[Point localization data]

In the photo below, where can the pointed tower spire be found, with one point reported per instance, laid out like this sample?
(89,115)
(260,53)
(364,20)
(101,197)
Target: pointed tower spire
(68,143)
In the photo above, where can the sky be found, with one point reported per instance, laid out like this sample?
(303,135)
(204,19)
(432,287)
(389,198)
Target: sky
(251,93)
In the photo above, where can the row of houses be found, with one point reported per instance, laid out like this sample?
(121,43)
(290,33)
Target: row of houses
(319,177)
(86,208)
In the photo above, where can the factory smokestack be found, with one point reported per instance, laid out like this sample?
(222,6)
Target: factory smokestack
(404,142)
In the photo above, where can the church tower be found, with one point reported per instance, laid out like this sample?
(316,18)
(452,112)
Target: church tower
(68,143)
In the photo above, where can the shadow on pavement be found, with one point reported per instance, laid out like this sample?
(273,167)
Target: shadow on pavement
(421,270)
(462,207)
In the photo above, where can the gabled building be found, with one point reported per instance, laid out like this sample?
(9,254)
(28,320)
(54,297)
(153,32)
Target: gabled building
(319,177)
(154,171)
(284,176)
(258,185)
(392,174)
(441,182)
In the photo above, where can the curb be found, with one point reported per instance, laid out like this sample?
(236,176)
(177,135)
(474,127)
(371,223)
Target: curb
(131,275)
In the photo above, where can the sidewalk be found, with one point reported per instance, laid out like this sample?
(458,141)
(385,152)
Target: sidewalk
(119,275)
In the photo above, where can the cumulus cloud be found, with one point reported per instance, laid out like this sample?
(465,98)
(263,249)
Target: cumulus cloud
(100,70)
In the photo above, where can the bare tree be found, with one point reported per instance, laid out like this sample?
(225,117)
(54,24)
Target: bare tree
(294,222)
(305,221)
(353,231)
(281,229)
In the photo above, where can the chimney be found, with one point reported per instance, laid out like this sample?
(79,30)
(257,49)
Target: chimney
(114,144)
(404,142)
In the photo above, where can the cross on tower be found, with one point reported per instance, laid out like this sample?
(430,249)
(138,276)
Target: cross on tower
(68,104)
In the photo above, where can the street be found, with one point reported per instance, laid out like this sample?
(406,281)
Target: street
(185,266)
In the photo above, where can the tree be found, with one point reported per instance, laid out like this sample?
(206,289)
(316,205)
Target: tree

- _Exercise_
When you reach the end of the data above, set it all down again unchanged.

- _Solution for this task_
In the photo below, where can the pointed tower spire be found, with one point reported per instance, laid out like this sample?
(89,115)
(260,53)
(364,20)
(101,197)
Target: pointed tower spire
(68,143)
In the photo above, where can the sky be found, with one point reported per instance, laid out like this sample?
(303,135)
(204,19)
(432,287)
(389,198)
Target: sky
(251,93)
In the photo above, where can the row of houses be found, with one point reported per instance, laid out like this sample?
(121,43)
(290,33)
Target: row of houses
(319,177)
(86,208)
In the photo above, where can the factory smokestack be found, with one point reported per instance, laid out like this sample?
(222,6)
Target: factory smokestack
(404,142)
In the photo above, where can the church tower be found, with one point reported per instance, laid out like this sample?
(316,18)
(452,112)
Target: church tower
(68,143)
In the photo above, where can the shadow on pavement be found, with one point reported per instance, laid out like this sample?
(273,167)
Target: shadow on pavement
(421,270)
(462,207)
In the photo above, where can the gabled building be found, with one point reported per instance, laid out like this sample?
(9,254)
(28,320)
(54,297)
(153,32)
Target: gabled building
(319,177)
(154,171)
(284,176)
(258,185)
(392,174)
(441,182)
In the photo above, where can the curb be found, with one point reported per instance, laid out like this sample?
(236,176)
(177,135)
(474,127)
(371,223)
Target: curb
(131,275)
In the photo above, where can the sidewalk be found, with one point reported per instance, laid out like this sample?
(458,141)
(385,152)
Target: sidewalk
(119,275)
In the photo above, where can the cumulus cloud be found, with one point reported per instance, laid out like this sample?
(465,98)
(263,249)
Target: cumulus cloud
(100,70)
In the photo above, where can the bare tree be found, with one point reported per instance, laid out like this sample?
(225,117)
(54,24)
Target: bare tree
(294,222)
(305,221)
(353,231)
(281,229)
In the photo above, where can the chimney be found, with one point reported per instance, laid out like this sample?
(79,30)
(257,49)
Target: chimney
(114,144)
(404,142)
In the photo above, where can the cross on tower be found, with one point reported per instance, laid out like this sample?
(430,249)
(138,276)
Target: cross on tower
(68,104)
In the photo above, where can the street be found, with one point reported per instance, laid out like this sample?
(406,281)
Target: street
(185,266)
In the photo above, where can the tree be found, with one point reported per instance, laid out like this sample?
(206,289)
(316,205)
Target: tree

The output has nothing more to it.